* _Your instructions_
Please report how many lines in the entries below contain the string "white". Give only the number.

+++ Input for this task

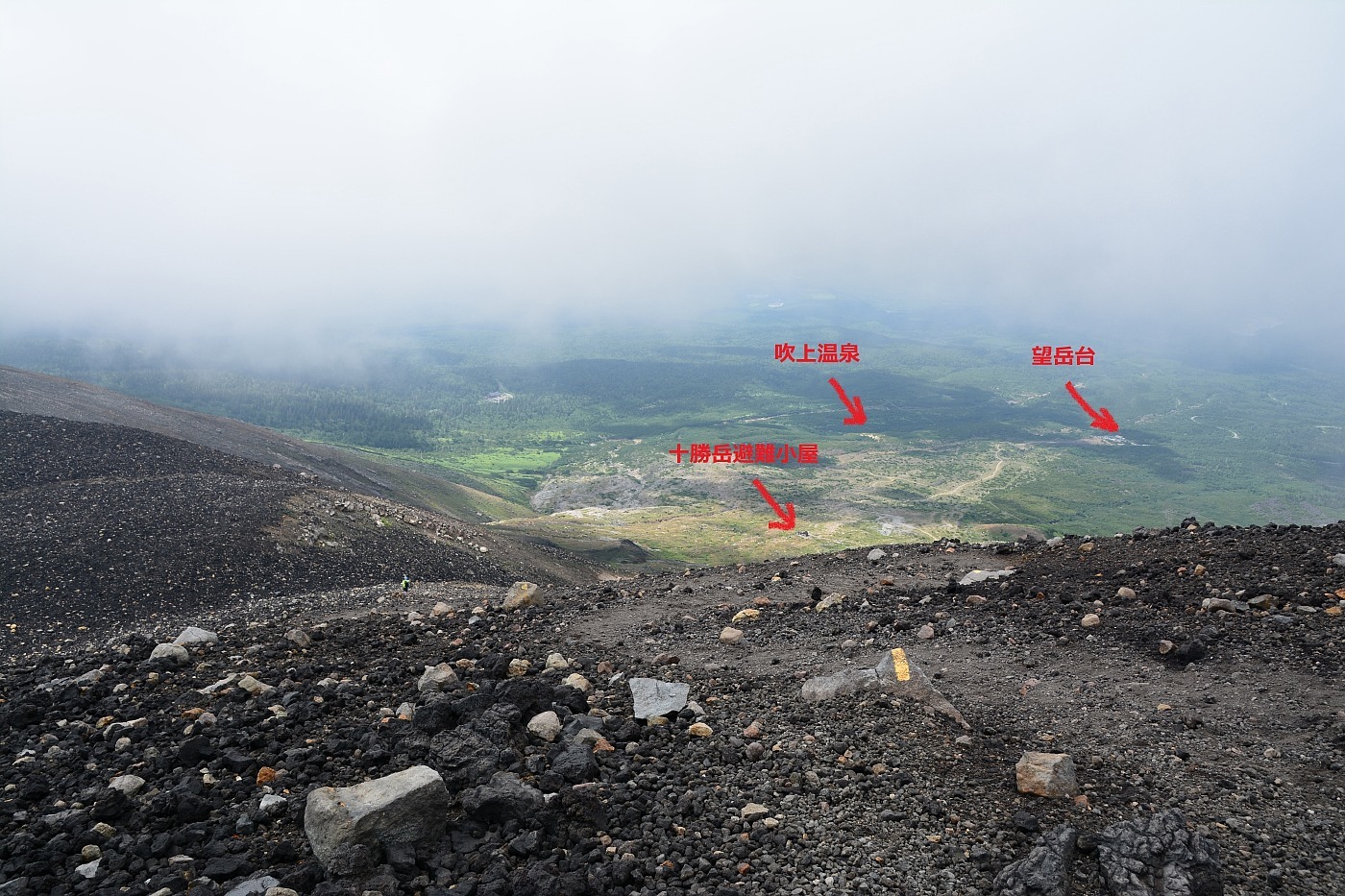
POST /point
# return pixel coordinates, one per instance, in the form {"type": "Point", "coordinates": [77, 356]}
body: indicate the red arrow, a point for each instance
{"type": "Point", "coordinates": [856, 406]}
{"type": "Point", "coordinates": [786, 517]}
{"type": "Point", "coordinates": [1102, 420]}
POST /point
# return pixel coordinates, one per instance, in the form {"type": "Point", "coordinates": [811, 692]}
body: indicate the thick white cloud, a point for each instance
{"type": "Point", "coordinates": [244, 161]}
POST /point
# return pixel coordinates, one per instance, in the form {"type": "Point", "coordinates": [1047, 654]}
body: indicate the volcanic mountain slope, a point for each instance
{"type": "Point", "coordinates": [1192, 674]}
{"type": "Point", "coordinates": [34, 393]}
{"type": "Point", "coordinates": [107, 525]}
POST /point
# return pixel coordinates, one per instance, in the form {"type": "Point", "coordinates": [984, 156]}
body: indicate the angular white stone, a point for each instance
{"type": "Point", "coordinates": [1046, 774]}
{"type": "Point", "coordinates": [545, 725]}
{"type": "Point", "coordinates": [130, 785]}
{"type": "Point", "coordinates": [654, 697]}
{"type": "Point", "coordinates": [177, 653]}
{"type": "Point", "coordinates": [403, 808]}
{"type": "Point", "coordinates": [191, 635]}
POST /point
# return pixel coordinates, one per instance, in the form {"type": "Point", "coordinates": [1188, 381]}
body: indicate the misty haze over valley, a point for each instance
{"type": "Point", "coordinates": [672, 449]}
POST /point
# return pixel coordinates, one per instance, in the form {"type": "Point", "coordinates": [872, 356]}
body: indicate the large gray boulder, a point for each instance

++++++

* _Answer to this exercise_
2